▸ EXERCISE DETAILS
Which of the lines below contain the word "green"? Return each of them in full.

▸ SUPPLIED INFORMATION
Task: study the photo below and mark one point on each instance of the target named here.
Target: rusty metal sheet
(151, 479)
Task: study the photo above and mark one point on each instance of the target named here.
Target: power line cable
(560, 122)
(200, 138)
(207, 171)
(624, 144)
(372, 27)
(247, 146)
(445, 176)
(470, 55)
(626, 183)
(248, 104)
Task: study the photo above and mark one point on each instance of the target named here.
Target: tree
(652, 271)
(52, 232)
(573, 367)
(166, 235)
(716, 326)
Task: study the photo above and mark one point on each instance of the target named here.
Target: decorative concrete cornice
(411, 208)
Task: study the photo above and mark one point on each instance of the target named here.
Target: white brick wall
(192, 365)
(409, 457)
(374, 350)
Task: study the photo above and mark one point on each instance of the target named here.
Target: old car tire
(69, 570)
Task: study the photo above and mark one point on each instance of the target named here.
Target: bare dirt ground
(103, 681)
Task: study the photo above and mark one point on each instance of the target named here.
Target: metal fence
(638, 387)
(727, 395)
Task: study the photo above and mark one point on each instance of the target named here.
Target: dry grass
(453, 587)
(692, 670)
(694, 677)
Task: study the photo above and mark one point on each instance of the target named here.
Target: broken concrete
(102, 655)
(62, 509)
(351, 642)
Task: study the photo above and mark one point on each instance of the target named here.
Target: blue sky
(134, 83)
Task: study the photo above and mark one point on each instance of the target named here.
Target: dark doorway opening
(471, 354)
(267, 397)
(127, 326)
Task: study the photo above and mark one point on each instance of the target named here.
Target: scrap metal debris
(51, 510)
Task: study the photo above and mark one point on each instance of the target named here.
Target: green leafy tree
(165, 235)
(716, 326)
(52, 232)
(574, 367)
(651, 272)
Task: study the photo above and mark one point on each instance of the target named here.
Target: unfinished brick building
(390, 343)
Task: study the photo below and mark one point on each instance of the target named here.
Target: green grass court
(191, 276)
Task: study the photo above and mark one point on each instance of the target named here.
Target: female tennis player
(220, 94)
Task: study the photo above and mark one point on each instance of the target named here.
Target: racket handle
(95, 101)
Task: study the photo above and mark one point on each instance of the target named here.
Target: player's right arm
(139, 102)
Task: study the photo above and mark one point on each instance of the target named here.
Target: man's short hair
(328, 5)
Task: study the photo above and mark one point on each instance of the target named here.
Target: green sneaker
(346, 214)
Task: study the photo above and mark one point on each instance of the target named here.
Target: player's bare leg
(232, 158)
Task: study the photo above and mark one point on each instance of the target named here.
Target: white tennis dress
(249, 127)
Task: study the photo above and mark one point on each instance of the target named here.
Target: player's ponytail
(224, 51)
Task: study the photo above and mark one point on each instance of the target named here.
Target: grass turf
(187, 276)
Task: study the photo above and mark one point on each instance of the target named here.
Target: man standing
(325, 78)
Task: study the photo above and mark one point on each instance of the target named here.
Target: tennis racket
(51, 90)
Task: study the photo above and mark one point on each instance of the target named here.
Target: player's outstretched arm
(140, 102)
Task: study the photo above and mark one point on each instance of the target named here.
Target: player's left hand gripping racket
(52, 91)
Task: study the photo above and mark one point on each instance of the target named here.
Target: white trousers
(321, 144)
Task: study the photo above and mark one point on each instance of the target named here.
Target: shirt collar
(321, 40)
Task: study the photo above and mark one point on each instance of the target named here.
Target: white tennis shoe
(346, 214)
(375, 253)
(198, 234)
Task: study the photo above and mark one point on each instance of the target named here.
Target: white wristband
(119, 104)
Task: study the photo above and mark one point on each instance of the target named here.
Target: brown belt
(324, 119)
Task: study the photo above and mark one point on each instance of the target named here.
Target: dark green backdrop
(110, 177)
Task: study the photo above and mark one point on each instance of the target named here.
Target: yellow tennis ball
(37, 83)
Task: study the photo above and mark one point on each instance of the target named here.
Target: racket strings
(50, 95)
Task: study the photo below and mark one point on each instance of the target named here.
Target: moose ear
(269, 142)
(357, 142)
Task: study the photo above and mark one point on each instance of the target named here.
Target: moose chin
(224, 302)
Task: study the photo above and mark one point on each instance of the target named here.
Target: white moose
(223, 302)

▸ ANSWER IN FULL
Target: green leafy tree
Target: green grass court
Target: green sneaker
Target: dark green backdrop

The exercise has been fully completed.